* [TASK SET]:
1. Answer these questions from the DDS Router thread:
(a) Which participant does the reply suggest for checking whether the router is frozen or only unable to stop?
(b) According to the reply, what may slow down the application drastically?
(c) Who is the reply addressed to?
2. Reproduce the DDS Router thread between "Some restrictive QoS" and "is you bandwidth?", inclusive, substituting "network throughput" for "bandwidth".

* [TEXT EXTRACT]:
===

Giter VIP home page Giter VIP logo

Comments (7)

jparisu avatar jparisu commented on June 12, 2024

Hi @guni9191 ,
Glad to know you are working with DDS Router.
About your problem, with further information we are not able to give you an answer or a solution.
In order to help you, we would need more information regarding your scenario:

Error case

The error is occurring only when trying to close the DDS Router application, or the application just stops and then you are not able to stop it?
There is an echo participant that would be helpful to debug if the router is frozen, or if it is only incapable of stopping: https://eprosima-dds-router.readthedocs.io/en/latest/rst/user_manual/participants/echo.html

DDS network

Please, let us know the data types and rates that you are using, and also the QoS of your topics.
Some restrictive QoS with huge data loads may slow down the application drastically.

Network architecture

Are you working in local, WAN, in the same host? What is you bandwidth?

All the information that you are able to give us will help us to solve your problem.

from dds-router.

guni9191 avatar guni9191 commented on June 12, 2024

The error is occurring only when trying to close the DDS Router application, or the application just stops and then you are not able to stop it?

===

* [SOURCE DATA]:
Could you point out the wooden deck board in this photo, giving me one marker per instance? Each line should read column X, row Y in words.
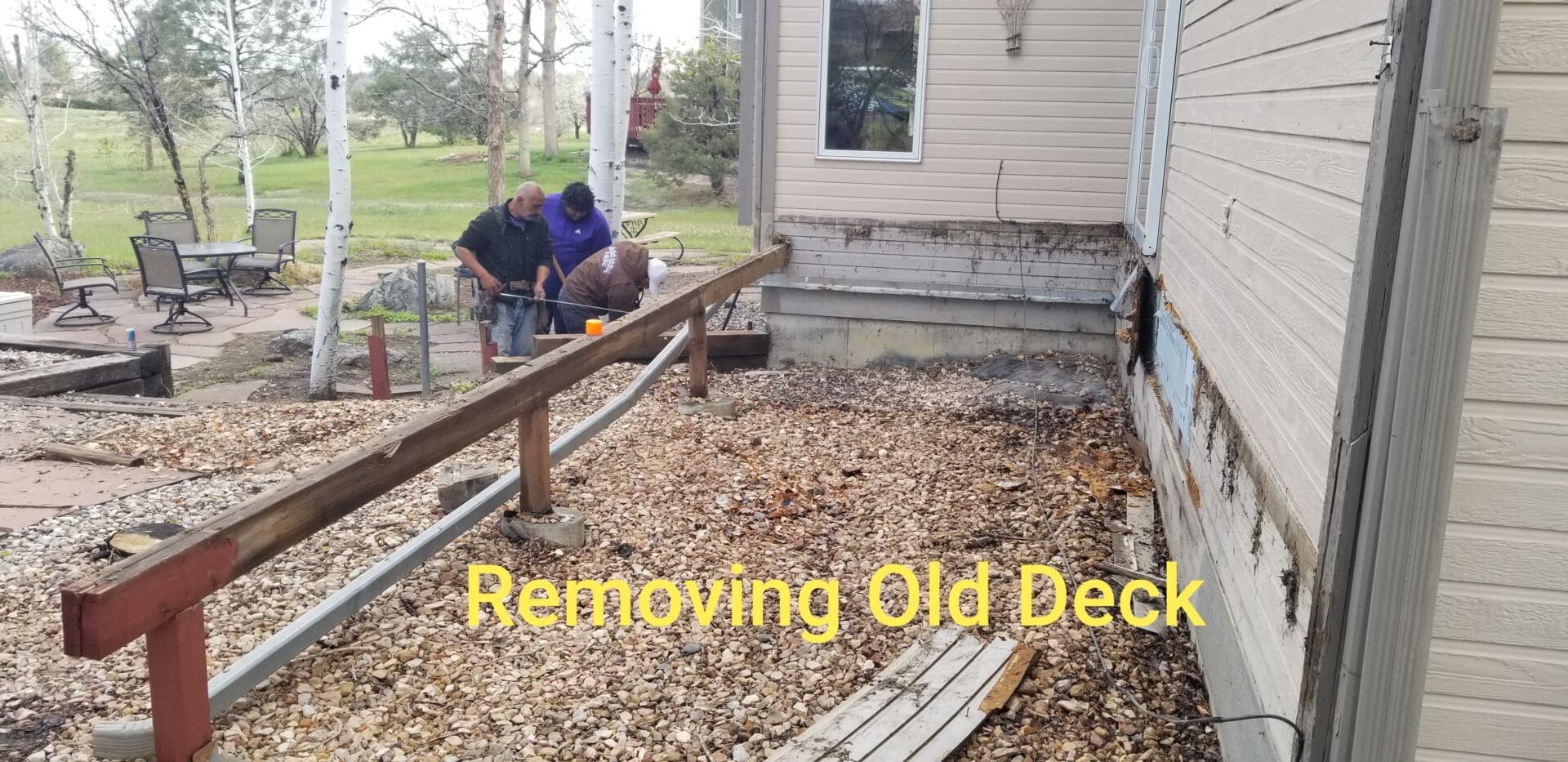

===

* [COMPLETED EXERCISE]:
1.
(a) An echo participant.
(b) Some restrictive QoS with huge data loads.
(c) @guni9191.

2.
Some restrictive QoS with huge data loads may slow down the application drastically.

Network architecture

Are you working in local, WAN, in the same host? What is you network throughput?